__Directions for this task__. The data below is to be set down exactly.

__Extracted information__.
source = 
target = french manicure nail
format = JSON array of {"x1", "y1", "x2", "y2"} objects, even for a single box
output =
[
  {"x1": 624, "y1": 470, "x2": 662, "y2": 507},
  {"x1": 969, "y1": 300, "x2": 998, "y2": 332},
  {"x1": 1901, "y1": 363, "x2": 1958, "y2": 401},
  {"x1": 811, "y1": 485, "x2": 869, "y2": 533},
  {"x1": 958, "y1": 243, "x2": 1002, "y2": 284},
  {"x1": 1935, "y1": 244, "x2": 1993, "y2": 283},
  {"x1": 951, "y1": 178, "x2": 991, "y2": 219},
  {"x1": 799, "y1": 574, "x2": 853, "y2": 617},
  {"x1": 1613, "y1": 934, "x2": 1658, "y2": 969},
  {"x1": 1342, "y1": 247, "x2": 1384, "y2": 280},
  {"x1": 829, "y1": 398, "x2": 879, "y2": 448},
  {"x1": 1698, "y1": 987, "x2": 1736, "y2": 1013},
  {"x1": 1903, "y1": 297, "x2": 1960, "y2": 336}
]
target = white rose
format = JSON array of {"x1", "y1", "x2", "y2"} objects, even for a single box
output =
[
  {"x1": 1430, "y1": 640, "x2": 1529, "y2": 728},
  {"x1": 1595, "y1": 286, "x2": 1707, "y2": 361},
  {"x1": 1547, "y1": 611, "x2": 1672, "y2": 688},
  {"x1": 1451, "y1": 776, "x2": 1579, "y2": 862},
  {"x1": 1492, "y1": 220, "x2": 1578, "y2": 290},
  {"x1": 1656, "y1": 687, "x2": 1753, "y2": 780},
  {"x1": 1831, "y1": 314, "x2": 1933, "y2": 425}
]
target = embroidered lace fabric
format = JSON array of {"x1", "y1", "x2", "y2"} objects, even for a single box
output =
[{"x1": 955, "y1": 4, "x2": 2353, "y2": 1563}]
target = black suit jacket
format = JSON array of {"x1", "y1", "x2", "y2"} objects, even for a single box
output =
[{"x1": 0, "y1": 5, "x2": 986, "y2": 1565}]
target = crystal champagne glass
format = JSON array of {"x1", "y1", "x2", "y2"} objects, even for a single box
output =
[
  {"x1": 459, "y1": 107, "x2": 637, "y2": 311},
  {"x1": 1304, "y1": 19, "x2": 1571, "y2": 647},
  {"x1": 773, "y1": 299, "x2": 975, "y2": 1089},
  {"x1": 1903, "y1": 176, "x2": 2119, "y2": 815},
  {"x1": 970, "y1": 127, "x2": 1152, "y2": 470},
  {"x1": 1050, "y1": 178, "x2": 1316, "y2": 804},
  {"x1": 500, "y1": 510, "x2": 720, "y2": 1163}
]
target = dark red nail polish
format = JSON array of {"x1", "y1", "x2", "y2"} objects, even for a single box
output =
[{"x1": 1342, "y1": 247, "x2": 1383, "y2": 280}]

__Answer space__.
source = 
target = french manicure nail
format = JSON array of {"x1", "y1", "x2", "y2"} objects, even for a single box
output =
[
  {"x1": 624, "y1": 470, "x2": 662, "y2": 507},
  {"x1": 969, "y1": 300, "x2": 998, "y2": 332},
  {"x1": 1901, "y1": 363, "x2": 1958, "y2": 401},
  {"x1": 811, "y1": 485, "x2": 869, "y2": 533},
  {"x1": 958, "y1": 243, "x2": 1002, "y2": 284},
  {"x1": 1935, "y1": 244, "x2": 1993, "y2": 283},
  {"x1": 951, "y1": 178, "x2": 991, "y2": 219},
  {"x1": 799, "y1": 574, "x2": 853, "y2": 617},
  {"x1": 1613, "y1": 934, "x2": 1658, "y2": 969},
  {"x1": 1342, "y1": 247, "x2": 1384, "y2": 280},
  {"x1": 829, "y1": 398, "x2": 879, "y2": 448},
  {"x1": 1698, "y1": 987, "x2": 1736, "y2": 1013},
  {"x1": 1903, "y1": 297, "x2": 1960, "y2": 336}
]
target = white rose
format = JSON array of {"x1", "y1", "x2", "y2"} objects, even for a single box
output =
[
  {"x1": 1430, "y1": 640, "x2": 1529, "y2": 728},
  {"x1": 1595, "y1": 286, "x2": 1707, "y2": 361},
  {"x1": 1547, "y1": 611, "x2": 1672, "y2": 688},
  {"x1": 1451, "y1": 776, "x2": 1579, "y2": 862},
  {"x1": 1492, "y1": 220, "x2": 1578, "y2": 290},
  {"x1": 1656, "y1": 687, "x2": 1753, "y2": 780},
  {"x1": 1831, "y1": 314, "x2": 1933, "y2": 425}
]
target = embroidered lace fabric
format = JSON array of {"x1", "y1", "x2", "y2"} objects, even for a single box
output =
[{"x1": 955, "y1": 4, "x2": 2353, "y2": 1563}]
target = black suit jacket
format = JSON array of {"x1", "y1", "x2", "y2"} objects, even for a single box
output =
[{"x1": 0, "y1": 5, "x2": 986, "y2": 1565}]
target = crystal champagne glass
format = JSON array of {"x1", "y1", "x2", "y2"} objects, even for a single box
output =
[
  {"x1": 459, "y1": 107, "x2": 637, "y2": 311},
  {"x1": 1304, "y1": 19, "x2": 1571, "y2": 647},
  {"x1": 773, "y1": 299, "x2": 975, "y2": 1089},
  {"x1": 1903, "y1": 176, "x2": 2119, "y2": 815},
  {"x1": 970, "y1": 127, "x2": 1152, "y2": 470},
  {"x1": 1050, "y1": 178, "x2": 1316, "y2": 804},
  {"x1": 500, "y1": 510, "x2": 720, "y2": 1163}
]
target = dark red nail polish
format = JSON array of {"x1", "y1", "x2", "y2"} objects, even for a single box
output =
[{"x1": 1342, "y1": 247, "x2": 1383, "y2": 280}]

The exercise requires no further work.